## Written request 1
Summarize the excerpt on Python generators in two sentences.
## Written request 2
In one or two sentences, explain why, according to the excerpt on Python generators, print(a) displays a generator object instead of the numbers 0 through 3.
## Written request 3
Extend the excerpt on Python generators, picking up after the point where it stops.

## Document section
____________

Tuples kind-of have a notion of a comprehension, but they return a generator rather than all of the complete collection. Generators are a bit more of an advanced topic but basically they implement the idea of a stream with a .next() method which will let you walk along generating new values "lazily", only when they are requested.

In [34]:
a = (i for i in range(4))
print(a)
print(list(a))
print(type(a))
print(type(list(a)))

<generator object <genexpr> at 0x7ff8db3e4c80>
[0, 1, 2, 3]
<class 'generator'>
<class 'list'>


Once a generator has yield all its contents it is empty.

In [35]:
print(list(a))

____________

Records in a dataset
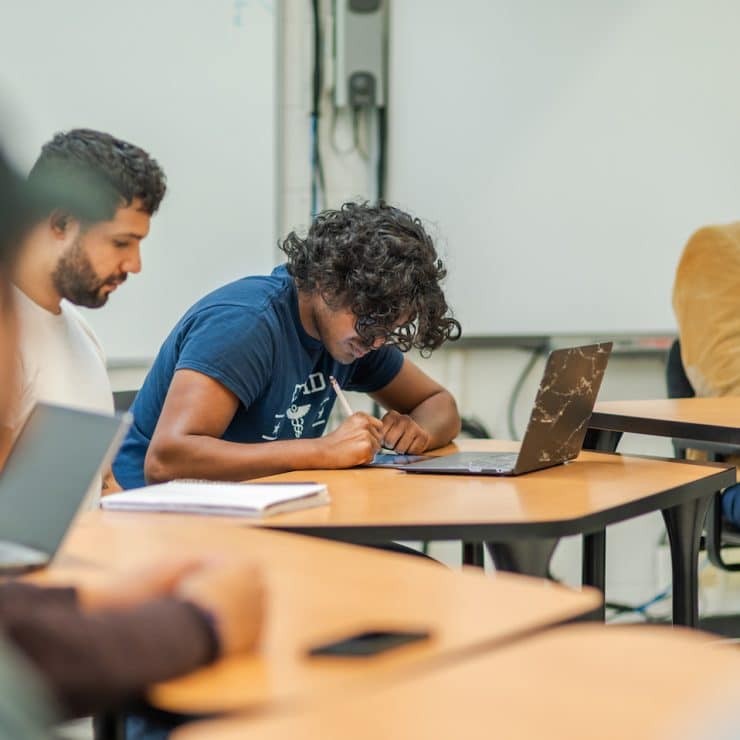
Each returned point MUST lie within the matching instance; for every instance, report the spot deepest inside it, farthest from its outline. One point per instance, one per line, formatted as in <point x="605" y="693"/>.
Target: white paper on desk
<point x="221" y="499"/>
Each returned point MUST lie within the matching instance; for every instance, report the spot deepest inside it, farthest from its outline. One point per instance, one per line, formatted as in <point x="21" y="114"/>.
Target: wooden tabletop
<point x="319" y="591"/>
<point x="586" y="495"/>
<point x="577" y="683"/>
<point x="703" y="419"/>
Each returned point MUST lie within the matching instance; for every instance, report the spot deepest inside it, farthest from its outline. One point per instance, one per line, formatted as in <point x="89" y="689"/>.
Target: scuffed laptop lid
<point x="563" y="406"/>
<point x="52" y="465"/>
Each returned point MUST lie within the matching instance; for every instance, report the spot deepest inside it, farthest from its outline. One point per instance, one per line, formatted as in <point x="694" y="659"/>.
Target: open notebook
<point x="220" y="499"/>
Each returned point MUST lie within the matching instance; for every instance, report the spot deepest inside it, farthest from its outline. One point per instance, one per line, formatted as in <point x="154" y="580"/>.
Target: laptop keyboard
<point x="493" y="460"/>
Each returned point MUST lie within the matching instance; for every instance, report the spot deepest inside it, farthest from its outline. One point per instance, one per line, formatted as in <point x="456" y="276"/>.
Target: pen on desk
<point x="343" y="402"/>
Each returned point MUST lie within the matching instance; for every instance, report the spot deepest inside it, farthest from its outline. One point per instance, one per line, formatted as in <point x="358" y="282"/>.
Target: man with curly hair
<point x="241" y="389"/>
<point x="100" y="194"/>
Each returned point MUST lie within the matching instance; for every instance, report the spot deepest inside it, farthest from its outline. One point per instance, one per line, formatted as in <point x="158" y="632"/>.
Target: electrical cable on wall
<point x="382" y="153"/>
<point x="318" y="184"/>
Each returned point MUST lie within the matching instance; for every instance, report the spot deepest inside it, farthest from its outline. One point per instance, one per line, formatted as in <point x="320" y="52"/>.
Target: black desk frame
<point x="527" y="547"/>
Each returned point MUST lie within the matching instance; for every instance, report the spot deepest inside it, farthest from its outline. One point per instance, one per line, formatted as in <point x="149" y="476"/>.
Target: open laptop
<point x="52" y="465"/>
<point x="557" y="425"/>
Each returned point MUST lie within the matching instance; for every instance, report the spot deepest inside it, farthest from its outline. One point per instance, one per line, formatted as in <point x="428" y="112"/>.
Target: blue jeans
<point x="731" y="505"/>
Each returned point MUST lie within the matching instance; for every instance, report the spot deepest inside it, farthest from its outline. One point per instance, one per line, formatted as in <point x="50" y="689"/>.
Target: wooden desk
<point x="577" y="683"/>
<point x="696" y="422"/>
<point x="320" y="591"/>
<point x="699" y="419"/>
<point x="522" y="518"/>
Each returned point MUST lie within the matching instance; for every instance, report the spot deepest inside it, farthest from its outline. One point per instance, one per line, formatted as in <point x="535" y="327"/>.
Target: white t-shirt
<point x="60" y="361"/>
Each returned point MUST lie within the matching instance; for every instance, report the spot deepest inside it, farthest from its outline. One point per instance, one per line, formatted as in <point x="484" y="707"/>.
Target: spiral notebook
<point x="219" y="499"/>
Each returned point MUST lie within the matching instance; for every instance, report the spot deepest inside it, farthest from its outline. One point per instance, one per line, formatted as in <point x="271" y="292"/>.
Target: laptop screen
<point x="52" y="465"/>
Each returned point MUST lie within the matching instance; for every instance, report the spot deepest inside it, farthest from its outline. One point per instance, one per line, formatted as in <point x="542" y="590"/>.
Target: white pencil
<point x="343" y="402"/>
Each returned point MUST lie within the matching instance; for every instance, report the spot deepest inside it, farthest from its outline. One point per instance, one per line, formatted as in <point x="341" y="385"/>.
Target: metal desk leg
<point x="602" y="440"/>
<point x="684" y="524"/>
<point x="593" y="567"/>
<point x="109" y="726"/>
<point x="473" y="554"/>
<point x="529" y="557"/>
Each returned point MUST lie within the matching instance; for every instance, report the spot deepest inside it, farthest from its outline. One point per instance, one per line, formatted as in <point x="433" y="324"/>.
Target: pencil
<point x="340" y="396"/>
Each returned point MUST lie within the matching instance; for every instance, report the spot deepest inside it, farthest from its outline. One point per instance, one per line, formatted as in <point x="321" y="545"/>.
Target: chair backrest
<point x="677" y="384"/>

____________

## Response 1
In Python, a comprehension written in parentheses returns a generator instead of a complete collection, and that generator works as a stream with a .next() method that produces new values lazily, only when they are requested. After a generator has yielded all its values, it is empty.

## Response 2
The parenthesized comprehension returns a generator rather than the complete collection. A generator produces its values lazily, only when they are requested, so printing it does not list them.

## Response 3
[]


Tuples are often created implicitly to wrap several numbers, for example when returning from a function (only one variable can be returned but can be a tuple)

In [36]:
import numpy as np
def giveMaxAndMin(x):
    return x.max(),x.min()
x=np.array([1,2,4])
a,b=giveMaxAndMin(x)
print(type(a),type(b))
print(a,b)


<class 'numpy.int64'> <class 'numpy.int64'>
4 1


In [37]:
c=giveMaxAndMin(x)
print(type(c))
print(c)

<class 'tuple'>
(4, 1)


Tuples are created implicitily in many other python statements, whenever several values have to wrapped in one variable.

In [38]:
a=np.linspace(0,1,10)
b=np.power(a,2)
[print("%.1f -> %.2f"%(x,y)) for x,y in zip(a,b)]
c=zip(a,b).__next__()
print(type(c))

0.0 -> 0.00
0.1 -> 0.01
0.2 -> 0.05
0.3 -> 0.11
0.4 -> 0.20
0.6 -> 0.31
0.7 -> 0.44
0.8 -> 0.60
0.9 -> 0.79
1.0 -> 1.00
<class 'tuple'>


In [39]:
zip?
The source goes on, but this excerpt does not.